What the task asks: Return exactly the lines from the one containing "Each instance receives a single keypoint. Tag the girl's face" through the last line of the records below, both included, and leave out any pictures.

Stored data

════

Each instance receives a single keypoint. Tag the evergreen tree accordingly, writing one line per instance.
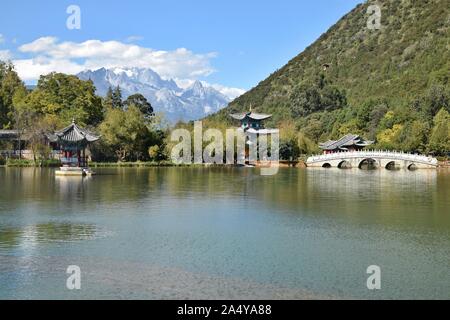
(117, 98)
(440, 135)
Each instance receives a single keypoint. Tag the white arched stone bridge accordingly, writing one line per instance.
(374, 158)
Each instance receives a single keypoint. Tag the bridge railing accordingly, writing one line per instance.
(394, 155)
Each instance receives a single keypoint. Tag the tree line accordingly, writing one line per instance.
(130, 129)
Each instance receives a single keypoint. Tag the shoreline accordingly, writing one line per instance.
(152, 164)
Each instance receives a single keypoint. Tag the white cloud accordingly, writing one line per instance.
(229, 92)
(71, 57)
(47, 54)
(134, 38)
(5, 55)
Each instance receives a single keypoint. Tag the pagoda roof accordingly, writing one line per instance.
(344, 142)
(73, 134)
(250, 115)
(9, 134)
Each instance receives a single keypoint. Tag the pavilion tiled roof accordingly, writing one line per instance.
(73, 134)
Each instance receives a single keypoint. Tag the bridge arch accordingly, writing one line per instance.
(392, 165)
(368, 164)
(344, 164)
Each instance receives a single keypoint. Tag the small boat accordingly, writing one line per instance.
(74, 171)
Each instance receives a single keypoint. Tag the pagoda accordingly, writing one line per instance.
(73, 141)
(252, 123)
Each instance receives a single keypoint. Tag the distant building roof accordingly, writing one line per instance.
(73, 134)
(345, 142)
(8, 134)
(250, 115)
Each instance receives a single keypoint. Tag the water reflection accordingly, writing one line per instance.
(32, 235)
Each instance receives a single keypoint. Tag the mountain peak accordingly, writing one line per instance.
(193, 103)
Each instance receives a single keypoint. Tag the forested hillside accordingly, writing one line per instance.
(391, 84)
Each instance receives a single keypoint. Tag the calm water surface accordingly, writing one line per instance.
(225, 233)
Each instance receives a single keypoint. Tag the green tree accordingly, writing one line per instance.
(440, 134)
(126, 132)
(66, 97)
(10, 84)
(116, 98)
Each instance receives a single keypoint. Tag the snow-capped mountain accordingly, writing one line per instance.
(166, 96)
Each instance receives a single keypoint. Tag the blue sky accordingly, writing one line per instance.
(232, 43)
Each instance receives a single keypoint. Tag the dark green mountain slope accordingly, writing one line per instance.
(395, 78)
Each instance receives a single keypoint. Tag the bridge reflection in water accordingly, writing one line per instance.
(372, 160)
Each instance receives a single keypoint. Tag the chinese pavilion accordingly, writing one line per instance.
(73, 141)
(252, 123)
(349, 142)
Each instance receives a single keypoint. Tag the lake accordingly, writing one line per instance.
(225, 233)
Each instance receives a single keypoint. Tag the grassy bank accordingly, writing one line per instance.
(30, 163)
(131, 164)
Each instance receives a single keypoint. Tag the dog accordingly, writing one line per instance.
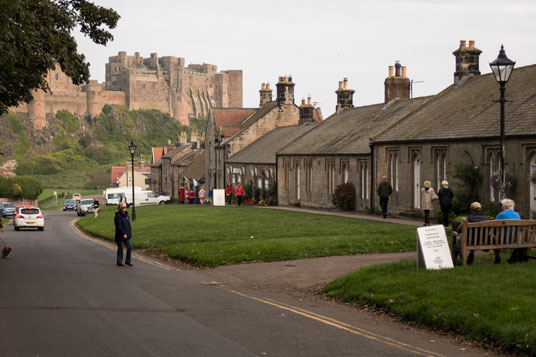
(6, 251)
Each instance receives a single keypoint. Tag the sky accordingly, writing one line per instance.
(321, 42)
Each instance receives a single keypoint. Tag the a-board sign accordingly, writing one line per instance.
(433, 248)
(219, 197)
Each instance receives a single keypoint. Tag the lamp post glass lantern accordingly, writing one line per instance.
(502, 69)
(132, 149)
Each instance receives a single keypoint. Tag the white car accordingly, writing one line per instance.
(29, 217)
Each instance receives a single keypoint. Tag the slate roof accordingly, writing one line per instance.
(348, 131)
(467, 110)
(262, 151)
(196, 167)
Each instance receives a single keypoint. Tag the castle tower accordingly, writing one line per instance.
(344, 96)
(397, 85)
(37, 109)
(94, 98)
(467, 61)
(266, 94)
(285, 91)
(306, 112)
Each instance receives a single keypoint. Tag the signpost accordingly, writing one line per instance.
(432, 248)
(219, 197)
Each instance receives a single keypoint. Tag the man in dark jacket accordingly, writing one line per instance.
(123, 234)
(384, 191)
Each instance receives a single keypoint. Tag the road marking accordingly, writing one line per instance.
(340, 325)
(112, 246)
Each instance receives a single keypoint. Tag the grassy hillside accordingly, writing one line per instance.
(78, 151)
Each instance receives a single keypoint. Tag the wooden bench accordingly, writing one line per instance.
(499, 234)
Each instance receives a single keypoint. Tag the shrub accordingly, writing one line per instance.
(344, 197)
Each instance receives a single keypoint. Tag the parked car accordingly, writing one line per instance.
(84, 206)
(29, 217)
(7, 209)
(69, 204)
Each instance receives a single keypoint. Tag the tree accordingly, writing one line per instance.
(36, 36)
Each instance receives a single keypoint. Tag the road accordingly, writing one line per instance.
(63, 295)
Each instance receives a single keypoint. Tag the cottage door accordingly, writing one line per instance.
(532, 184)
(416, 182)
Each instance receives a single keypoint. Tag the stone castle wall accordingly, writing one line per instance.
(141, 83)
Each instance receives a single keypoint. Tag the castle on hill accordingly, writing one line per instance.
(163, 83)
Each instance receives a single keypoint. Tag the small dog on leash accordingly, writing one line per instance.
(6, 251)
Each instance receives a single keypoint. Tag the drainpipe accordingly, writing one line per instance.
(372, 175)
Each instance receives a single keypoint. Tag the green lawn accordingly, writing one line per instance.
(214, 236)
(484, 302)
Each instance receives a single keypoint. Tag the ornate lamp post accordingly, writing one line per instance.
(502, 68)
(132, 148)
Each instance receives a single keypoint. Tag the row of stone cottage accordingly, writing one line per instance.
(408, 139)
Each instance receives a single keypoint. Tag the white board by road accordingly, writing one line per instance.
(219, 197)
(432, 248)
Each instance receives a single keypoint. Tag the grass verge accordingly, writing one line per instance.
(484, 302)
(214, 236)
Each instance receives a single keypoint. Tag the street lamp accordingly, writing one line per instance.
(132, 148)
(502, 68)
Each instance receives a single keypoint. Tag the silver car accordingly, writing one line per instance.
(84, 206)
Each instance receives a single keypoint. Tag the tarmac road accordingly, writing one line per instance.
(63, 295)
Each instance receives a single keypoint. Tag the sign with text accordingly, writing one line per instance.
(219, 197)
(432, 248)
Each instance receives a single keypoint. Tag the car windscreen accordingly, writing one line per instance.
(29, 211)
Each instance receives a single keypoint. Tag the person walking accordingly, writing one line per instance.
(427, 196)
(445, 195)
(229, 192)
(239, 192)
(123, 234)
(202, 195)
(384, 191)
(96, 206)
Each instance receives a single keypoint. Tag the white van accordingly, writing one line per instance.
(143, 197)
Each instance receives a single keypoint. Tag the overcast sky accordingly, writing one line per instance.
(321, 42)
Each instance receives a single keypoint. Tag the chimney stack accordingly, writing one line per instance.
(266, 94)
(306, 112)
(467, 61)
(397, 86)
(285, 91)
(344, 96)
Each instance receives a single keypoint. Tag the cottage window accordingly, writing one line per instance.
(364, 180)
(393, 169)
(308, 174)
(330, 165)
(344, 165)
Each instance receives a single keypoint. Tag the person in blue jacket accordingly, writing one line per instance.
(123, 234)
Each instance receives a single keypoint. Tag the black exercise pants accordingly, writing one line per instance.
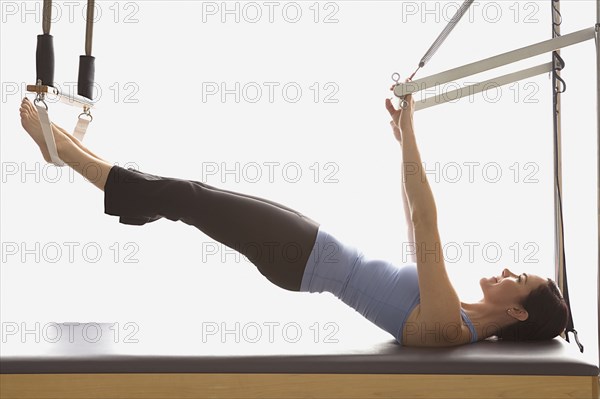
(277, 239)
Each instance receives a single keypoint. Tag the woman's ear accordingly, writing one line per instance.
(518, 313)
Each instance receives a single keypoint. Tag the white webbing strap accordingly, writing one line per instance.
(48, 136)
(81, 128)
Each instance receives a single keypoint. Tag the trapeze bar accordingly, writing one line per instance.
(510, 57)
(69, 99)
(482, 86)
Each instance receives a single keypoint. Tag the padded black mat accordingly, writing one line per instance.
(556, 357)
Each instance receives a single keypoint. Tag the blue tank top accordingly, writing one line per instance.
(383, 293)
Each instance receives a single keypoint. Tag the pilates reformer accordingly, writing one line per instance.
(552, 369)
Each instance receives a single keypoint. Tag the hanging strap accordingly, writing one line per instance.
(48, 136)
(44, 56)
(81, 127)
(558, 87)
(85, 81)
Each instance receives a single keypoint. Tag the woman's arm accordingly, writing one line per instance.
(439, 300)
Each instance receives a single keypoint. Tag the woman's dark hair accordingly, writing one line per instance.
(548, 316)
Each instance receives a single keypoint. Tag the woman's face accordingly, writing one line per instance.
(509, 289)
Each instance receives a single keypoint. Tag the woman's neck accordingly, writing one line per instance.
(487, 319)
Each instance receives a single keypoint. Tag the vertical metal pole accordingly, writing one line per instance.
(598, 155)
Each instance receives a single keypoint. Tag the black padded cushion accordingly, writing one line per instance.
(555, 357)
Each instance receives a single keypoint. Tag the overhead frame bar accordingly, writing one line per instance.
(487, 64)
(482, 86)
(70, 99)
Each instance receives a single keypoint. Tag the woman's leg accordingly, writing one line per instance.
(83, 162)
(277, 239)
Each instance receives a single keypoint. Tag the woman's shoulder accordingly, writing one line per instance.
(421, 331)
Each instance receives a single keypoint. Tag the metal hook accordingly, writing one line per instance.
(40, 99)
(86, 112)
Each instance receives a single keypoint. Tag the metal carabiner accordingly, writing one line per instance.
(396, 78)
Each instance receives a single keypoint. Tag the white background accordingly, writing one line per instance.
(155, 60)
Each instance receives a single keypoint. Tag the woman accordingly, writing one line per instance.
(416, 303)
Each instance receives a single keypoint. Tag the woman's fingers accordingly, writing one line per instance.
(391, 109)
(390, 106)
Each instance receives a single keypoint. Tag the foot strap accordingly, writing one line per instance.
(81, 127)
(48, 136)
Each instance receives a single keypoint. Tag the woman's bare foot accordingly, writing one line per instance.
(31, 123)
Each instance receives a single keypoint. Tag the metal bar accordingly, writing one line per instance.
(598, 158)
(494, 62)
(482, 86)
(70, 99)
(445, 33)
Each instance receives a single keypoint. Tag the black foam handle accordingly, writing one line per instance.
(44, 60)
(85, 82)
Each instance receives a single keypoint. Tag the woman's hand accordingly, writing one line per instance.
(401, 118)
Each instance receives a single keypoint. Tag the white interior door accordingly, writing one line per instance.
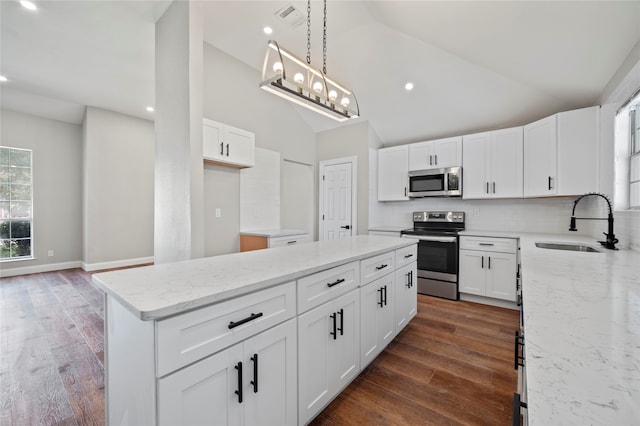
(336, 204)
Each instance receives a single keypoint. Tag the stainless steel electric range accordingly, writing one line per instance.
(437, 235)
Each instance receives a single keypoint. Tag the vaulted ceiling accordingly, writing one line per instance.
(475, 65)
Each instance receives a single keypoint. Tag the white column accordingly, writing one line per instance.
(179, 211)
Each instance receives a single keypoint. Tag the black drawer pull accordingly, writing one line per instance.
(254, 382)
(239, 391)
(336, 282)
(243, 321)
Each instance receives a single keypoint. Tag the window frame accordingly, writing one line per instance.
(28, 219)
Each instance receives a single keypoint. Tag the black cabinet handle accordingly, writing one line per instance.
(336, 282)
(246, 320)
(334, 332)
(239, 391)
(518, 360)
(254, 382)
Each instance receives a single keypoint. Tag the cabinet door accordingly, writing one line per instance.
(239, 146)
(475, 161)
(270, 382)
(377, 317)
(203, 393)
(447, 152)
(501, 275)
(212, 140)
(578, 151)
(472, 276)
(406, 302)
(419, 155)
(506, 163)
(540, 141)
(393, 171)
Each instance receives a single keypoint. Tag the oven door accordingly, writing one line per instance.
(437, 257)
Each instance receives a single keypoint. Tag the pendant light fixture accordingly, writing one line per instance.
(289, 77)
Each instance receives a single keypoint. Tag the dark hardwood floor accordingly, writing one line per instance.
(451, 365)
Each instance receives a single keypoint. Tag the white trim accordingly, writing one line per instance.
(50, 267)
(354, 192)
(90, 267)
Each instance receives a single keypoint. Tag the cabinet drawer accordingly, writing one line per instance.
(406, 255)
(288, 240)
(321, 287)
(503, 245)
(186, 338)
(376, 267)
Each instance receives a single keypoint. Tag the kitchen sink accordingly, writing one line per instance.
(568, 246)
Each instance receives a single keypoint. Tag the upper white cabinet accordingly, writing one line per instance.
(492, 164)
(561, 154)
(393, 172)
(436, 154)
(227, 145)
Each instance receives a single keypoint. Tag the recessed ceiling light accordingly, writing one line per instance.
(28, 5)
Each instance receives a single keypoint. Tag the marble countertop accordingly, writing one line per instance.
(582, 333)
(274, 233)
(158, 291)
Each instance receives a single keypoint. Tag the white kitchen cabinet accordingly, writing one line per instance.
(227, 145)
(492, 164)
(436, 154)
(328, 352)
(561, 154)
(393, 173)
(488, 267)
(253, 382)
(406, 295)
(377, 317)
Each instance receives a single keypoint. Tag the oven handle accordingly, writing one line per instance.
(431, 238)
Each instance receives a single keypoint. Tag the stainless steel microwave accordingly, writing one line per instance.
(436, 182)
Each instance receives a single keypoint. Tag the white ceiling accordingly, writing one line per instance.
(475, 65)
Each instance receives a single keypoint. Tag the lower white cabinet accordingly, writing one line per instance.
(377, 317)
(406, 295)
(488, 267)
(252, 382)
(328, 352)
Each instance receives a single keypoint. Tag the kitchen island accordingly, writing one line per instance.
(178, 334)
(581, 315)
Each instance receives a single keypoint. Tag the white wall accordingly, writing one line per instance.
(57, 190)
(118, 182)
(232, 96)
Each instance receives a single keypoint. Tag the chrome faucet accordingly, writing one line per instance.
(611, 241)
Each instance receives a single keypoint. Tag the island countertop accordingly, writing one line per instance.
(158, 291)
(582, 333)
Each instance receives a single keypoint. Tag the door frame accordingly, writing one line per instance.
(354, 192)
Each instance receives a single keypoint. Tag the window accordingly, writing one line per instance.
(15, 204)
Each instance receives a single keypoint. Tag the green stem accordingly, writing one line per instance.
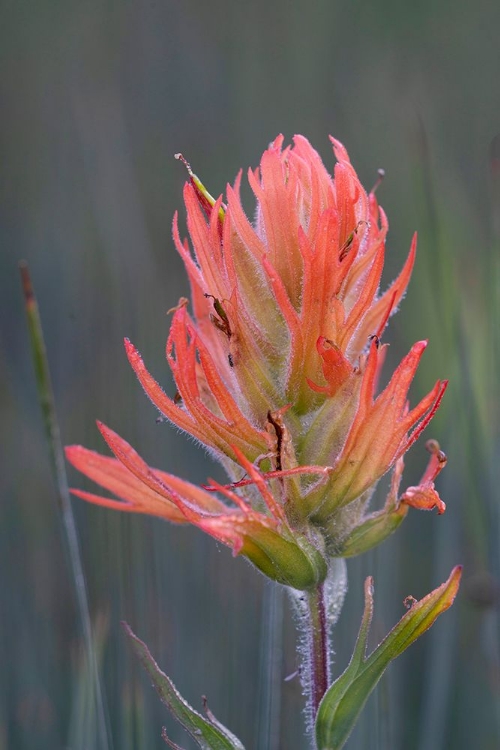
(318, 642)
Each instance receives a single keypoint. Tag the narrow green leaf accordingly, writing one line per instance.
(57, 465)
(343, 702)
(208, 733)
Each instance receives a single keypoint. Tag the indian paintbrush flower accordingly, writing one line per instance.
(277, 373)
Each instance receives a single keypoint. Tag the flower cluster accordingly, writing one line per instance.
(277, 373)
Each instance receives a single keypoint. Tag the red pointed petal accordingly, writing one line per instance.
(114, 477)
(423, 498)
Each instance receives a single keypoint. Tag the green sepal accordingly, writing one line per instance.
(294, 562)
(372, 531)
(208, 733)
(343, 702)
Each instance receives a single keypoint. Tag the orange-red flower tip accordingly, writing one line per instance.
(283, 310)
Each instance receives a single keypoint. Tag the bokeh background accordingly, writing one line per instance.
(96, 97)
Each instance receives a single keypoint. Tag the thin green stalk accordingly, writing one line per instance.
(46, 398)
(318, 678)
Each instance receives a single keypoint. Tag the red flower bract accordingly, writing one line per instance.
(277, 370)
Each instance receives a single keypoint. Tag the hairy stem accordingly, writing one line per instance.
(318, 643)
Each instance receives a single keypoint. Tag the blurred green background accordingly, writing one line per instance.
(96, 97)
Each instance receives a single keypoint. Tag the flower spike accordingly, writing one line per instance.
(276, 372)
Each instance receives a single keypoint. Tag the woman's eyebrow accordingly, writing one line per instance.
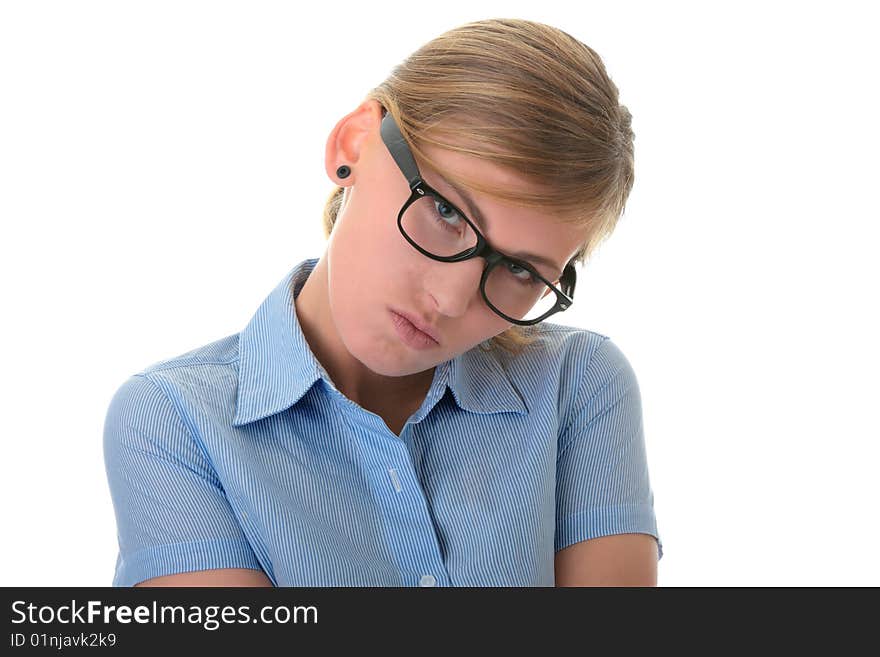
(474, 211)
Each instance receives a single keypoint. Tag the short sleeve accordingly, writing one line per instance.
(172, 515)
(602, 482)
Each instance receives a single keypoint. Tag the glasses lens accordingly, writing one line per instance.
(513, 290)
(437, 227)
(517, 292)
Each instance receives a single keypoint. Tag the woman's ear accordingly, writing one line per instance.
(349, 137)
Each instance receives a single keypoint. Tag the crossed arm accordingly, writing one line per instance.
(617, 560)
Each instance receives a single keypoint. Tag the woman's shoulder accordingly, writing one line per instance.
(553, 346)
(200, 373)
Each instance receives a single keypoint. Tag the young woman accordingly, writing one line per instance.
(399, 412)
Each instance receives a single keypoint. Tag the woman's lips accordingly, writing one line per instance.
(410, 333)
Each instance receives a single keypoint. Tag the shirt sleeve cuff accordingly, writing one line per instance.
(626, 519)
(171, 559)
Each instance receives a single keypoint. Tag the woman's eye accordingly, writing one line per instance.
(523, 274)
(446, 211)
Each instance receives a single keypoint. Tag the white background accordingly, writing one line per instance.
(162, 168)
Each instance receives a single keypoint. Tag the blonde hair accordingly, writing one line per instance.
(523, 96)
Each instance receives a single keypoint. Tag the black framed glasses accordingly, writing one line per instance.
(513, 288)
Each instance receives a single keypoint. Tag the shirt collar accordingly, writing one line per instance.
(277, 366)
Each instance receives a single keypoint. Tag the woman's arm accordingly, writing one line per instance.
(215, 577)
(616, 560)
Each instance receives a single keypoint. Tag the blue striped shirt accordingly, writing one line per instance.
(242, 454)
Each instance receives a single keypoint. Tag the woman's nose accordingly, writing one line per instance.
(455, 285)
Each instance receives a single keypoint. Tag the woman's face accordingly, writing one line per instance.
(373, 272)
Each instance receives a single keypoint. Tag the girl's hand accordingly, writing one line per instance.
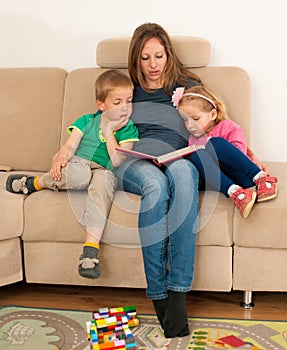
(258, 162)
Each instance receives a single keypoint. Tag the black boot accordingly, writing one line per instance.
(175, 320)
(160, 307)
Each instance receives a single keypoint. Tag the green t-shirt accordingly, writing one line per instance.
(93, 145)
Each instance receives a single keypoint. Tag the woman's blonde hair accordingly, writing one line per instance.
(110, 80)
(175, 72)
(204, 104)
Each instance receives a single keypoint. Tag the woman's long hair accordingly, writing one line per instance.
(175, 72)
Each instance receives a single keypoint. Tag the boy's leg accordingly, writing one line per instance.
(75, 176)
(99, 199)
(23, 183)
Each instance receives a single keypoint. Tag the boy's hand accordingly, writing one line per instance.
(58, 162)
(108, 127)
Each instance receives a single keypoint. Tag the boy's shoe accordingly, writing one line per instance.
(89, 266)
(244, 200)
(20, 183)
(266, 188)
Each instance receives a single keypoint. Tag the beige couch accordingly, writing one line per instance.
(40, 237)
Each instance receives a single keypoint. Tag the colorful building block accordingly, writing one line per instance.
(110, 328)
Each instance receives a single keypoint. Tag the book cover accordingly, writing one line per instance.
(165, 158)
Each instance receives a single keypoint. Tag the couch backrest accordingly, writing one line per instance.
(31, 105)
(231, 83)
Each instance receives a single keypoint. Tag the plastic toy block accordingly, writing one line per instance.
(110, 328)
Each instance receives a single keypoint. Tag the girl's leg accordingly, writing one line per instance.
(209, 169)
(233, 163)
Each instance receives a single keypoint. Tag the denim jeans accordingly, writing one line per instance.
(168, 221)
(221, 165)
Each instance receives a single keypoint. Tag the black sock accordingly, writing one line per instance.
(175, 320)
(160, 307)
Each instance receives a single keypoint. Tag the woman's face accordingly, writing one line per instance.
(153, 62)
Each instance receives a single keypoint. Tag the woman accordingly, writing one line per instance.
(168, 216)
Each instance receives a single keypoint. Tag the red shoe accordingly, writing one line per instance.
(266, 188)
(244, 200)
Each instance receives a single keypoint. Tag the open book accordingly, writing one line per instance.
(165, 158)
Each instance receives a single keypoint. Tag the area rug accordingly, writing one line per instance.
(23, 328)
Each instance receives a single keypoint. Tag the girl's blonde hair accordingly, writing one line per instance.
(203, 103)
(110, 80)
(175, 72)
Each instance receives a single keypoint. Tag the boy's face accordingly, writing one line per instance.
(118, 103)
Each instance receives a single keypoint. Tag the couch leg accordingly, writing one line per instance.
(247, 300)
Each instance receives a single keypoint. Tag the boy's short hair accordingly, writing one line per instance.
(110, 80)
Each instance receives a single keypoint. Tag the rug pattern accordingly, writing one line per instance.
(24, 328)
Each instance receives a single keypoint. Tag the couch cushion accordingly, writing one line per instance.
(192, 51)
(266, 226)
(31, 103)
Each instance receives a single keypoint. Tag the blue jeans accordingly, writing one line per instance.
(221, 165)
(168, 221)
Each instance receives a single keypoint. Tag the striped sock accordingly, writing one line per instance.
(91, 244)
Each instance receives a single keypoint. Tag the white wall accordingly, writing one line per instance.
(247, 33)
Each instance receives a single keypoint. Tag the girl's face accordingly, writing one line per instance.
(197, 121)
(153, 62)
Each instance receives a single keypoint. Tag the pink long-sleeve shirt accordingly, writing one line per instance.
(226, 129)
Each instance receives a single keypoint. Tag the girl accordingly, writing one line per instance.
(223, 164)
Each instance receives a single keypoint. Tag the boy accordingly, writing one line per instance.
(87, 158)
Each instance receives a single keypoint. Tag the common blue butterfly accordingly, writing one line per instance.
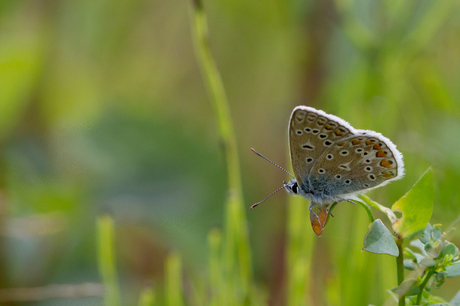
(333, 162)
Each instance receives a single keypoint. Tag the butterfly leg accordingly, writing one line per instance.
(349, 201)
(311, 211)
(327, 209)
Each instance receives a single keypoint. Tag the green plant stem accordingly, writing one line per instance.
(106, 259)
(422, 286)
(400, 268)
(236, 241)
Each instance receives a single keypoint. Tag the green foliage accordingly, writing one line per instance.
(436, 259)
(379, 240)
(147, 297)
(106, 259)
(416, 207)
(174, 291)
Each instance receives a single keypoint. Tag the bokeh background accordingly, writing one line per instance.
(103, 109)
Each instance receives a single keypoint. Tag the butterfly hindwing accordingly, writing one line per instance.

════

Task output:
Each instance receives a single keypoint. Tag the girl's face accordingly, writing one line per instance.
(197, 121)
(153, 62)
Each instance receives a single keypoint. Tag the pink long-sleeve shirt accordingly, writing one line per instance.
(226, 129)
Each instance receives a single keypoint. Tag the girl accordingly, writing one line per instance.
(223, 164)
Each instance receives a single keypoint. Tag the boy accordingly, writing one line per instance.
(87, 158)
Each instance receives a single keypoint. Tag the common blue butterfly accordingly, writing one line per instance.
(333, 162)
Each instance receives a single keypoint. Tag the butterfly leg accordingly, writing one line per instance.
(349, 201)
(311, 211)
(327, 209)
Each instance receives a single keypoint. Tag the green plant stem accordingly, writing one line per instance.
(106, 259)
(422, 286)
(400, 268)
(236, 241)
Each instance receives a single keypoint. Tag the green foliage accordingly, writing one line per instance.
(436, 259)
(379, 240)
(147, 297)
(106, 259)
(416, 207)
(174, 291)
Each instance receives a single keypoint. Tag the bokeh background accordingly, writing one line per instance.
(103, 109)
Each instance receives a single keypoint. Tag the butterfly hindwing accordingly, writing one line per instance.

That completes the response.